--- Start ---
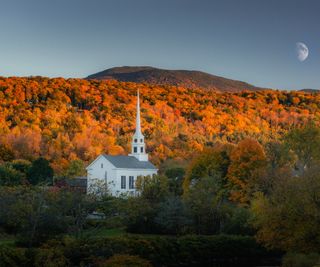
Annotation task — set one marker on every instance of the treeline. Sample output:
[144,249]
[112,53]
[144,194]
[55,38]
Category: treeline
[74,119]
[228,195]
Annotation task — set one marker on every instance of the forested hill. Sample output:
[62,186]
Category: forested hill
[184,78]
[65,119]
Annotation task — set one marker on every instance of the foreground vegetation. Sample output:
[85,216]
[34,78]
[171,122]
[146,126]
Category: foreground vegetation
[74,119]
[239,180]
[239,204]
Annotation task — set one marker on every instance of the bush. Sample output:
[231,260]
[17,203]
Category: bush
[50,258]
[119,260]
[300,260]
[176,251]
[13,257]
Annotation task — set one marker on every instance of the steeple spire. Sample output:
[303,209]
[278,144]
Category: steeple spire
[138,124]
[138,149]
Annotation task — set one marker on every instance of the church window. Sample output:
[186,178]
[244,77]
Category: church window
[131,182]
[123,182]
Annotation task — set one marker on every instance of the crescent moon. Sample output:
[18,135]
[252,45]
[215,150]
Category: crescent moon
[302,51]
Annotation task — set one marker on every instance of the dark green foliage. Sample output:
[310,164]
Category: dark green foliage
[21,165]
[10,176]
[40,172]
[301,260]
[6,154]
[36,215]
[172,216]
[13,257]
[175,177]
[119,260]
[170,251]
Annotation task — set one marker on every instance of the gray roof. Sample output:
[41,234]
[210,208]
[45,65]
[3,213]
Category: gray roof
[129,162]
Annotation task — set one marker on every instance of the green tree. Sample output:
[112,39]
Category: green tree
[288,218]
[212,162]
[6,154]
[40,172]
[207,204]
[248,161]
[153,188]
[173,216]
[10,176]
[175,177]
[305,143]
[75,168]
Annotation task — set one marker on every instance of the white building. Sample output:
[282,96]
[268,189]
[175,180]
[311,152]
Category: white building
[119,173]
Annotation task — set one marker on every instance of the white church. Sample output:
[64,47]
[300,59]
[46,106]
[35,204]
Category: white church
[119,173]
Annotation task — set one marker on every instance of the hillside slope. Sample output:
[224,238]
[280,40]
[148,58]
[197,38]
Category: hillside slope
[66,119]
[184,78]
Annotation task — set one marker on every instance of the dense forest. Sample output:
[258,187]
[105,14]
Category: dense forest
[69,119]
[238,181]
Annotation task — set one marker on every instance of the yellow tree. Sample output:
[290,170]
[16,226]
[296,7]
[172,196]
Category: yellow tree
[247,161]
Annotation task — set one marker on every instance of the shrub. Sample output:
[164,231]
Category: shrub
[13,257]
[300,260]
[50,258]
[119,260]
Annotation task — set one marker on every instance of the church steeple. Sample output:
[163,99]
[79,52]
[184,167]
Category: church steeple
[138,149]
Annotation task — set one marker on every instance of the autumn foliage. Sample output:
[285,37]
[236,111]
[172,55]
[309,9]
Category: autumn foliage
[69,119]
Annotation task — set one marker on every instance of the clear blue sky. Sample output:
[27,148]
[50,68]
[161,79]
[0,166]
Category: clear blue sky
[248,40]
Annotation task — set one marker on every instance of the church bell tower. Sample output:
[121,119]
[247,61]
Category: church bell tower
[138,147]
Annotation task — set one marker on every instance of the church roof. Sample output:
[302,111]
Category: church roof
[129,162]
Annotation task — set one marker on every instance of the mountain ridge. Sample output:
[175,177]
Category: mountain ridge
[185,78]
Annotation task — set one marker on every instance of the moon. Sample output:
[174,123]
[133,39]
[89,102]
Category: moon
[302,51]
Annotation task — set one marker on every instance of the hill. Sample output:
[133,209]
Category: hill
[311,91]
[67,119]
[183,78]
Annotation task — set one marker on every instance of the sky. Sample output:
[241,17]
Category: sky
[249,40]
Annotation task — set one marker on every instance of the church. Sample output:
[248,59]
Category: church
--- End ---
■ **DIRECTIONS FOR THIS TASK**: Rewrite all of the entries above with each occurrence of "marker" swapped for "point", keeping everything else the same. Omit the pictures.

■ **COMPLETE OUTPUT**:
Annotation task — set one point on every instance of the treeline. Sample output:
[144,249]
[112,53]
[144,194]
[55,38]
Category: treeline
[74,119]
[228,195]
Annotation task — set one point on every instance of the forested hill. Sample output:
[62,186]
Category: forested hill
[184,78]
[65,119]
Annotation task — set one point on every instance of the foreground vegetation. Sample output:
[85,216]
[34,78]
[171,122]
[146,126]
Category: foreground vegetation
[74,119]
[239,180]
[239,204]
Annotation task — set one point on every instance of the bush. Sample output:
[231,260]
[17,203]
Category: bush
[50,258]
[119,260]
[300,260]
[176,251]
[13,257]
Annotation task — set one point on every instance of the steeple spire. Sample output:
[303,209]
[278,144]
Category: steeple spire
[138,124]
[138,149]
Annotation task — set one point on every instance of the church window. Sample output:
[186,178]
[244,77]
Category: church window
[131,182]
[123,182]
Annotation task — set one point on every instance of the crescent moon. Sample output:
[18,135]
[252,45]
[215,150]
Category: crescent moon
[302,51]
Annotation task — set one point on every instance of the dark green foliage. Sample output:
[310,164]
Category: dark green foliage
[21,165]
[10,176]
[40,172]
[301,260]
[6,154]
[36,215]
[172,216]
[13,257]
[175,177]
[119,260]
[170,251]
Annotation task — set one point on every instance of the gray roof. Sample output:
[41,234]
[210,208]
[45,65]
[3,213]
Category: gray roof
[129,162]
Annotation task — set one point on every instance of the green tree. Sample output:
[112,39]
Category: green tree
[288,218]
[212,162]
[6,154]
[40,172]
[207,204]
[248,161]
[153,188]
[173,216]
[10,176]
[175,177]
[305,143]
[75,168]
Annotation task — set one point on every instance of the white building. Sample output:
[282,96]
[268,189]
[175,180]
[311,152]
Category: white building
[119,173]
Annotation task — set one point on every instance of the white church. Sample output:
[64,47]
[300,59]
[46,106]
[35,204]
Category: white church
[119,173]
Annotation task — set one point on every instance of the hillside slope. Sample output:
[224,238]
[280,40]
[148,58]
[197,38]
Category: hillside slope
[66,119]
[184,78]
Annotation task — set one point on every instance of the dense forest. Sample output:
[258,187]
[105,14]
Category: dense forest
[69,119]
[238,181]
Annotation task — set one point on every instance of the yellow tree. Sample output:
[290,170]
[16,226]
[296,7]
[172,196]
Category: yellow tree
[247,161]
Annotation task — set one point on every instance of the shrub. Sample output:
[164,231]
Category: shrub
[13,257]
[300,260]
[50,258]
[119,260]
Annotation task — set one point on every instance of the church steeple. Sample output:
[163,99]
[79,52]
[184,167]
Category: church steeple
[138,149]
Annotation task — set one point on every instance of the autumn foliage. Sample output:
[285,37]
[236,111]
[172,55]
[309,9]
Category: autumn foliage
[69,119]
Annotation task — set one point on every instance of the clear blue sky. Sample output:
[27,148]
[50,68]
[161,79]
[0,166]
Category: clear blue sky
[248,40]
Annotation task — set one point on every instance of the church bell tower. Sample output:
[121,119]
[247,61]
Category: church bell tower
[138,147]
Annotation task — set one point on every instance of the church roof. Sample output:
[302,111]
Category: church roof
[129,162]
Annotation task — set one point on every instance of the mountain ridge. Sample output:
[175,177]
Category: mountain ridge
[185,78]
Annotation task — set one point on every instance of the moon. Sample output:
[174,123]
[133,39]
[89,102]
Category: moon
[302,51]
Annotation task — set one point on every instance of the hill. Sample output:
[133,209]
Category: hill
[311,91]
[67,119]
[183,78]
Annotation task — set one point on every instance of the sky. Sample output:
[241,17]
Category: sky
[249,40]
Annotation task — set one point on every instance of the church. Sample output:
[248,59]
Category: church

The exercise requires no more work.